#### [WRITTEN TASK]
Print the lines below without any change, starting at the line that contains "of the bare" and running down through the last line, both ends included.

#### [GIVEN INFORMATION]
start

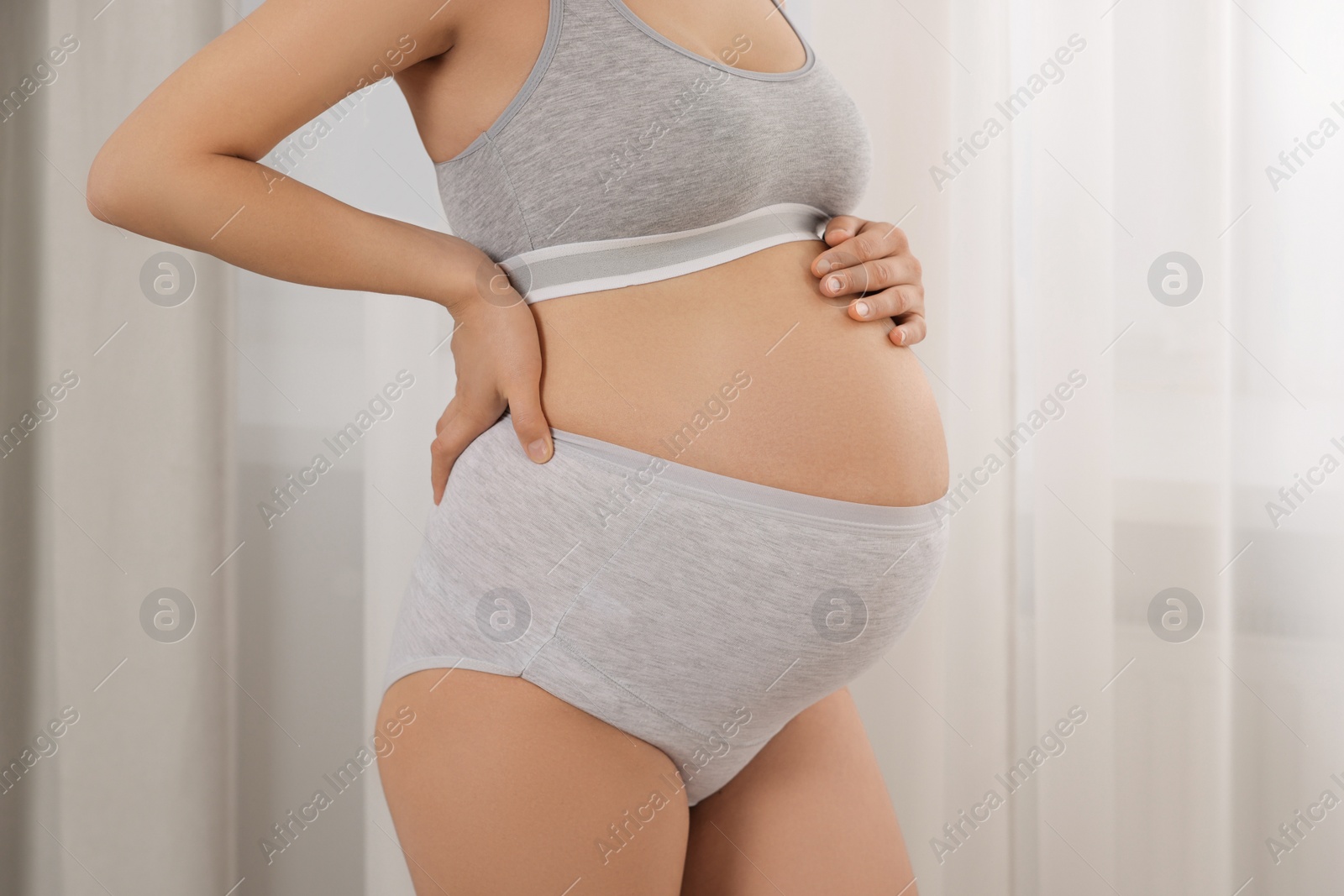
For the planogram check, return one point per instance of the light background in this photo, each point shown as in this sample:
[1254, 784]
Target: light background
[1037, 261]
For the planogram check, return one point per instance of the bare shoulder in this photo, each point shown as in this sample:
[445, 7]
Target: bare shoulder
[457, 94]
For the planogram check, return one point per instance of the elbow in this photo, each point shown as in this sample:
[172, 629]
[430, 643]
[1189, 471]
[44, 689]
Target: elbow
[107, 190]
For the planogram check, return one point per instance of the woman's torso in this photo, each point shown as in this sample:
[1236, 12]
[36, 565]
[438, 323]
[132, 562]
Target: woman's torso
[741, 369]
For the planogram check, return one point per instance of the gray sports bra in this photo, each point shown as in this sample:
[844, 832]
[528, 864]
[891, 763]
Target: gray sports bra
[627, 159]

end

#### [SOLUTION TO THIS PROBLEM]
For the planogram check, return one point per instance of the bare shoulder in this photo, each point shown as in this sample:
[445, 7]
Target: bare shoulder
[457, 94]
For the planogram check, return one point per instance of the elbow in this photo, each point shown as in this sample:
[172, 629]
[430, 643]
[1189, 471]
[44, 689]
Target: elbow
[107, 190]
For the planogram check, return one point per instance of the woman's torso in this photo, each point shown as in this sample:
[1236, 12]
[36, 565]
[438, 323]
[132, 562]
Target: woman's torso
[741, 369]
For the planogram check, return one point per instance of the gray sports bra in this photo, each point shown as in this sample:
[844, 832]
[528, 864]
[891, 763]
Target: gray sports bra
[627, 159]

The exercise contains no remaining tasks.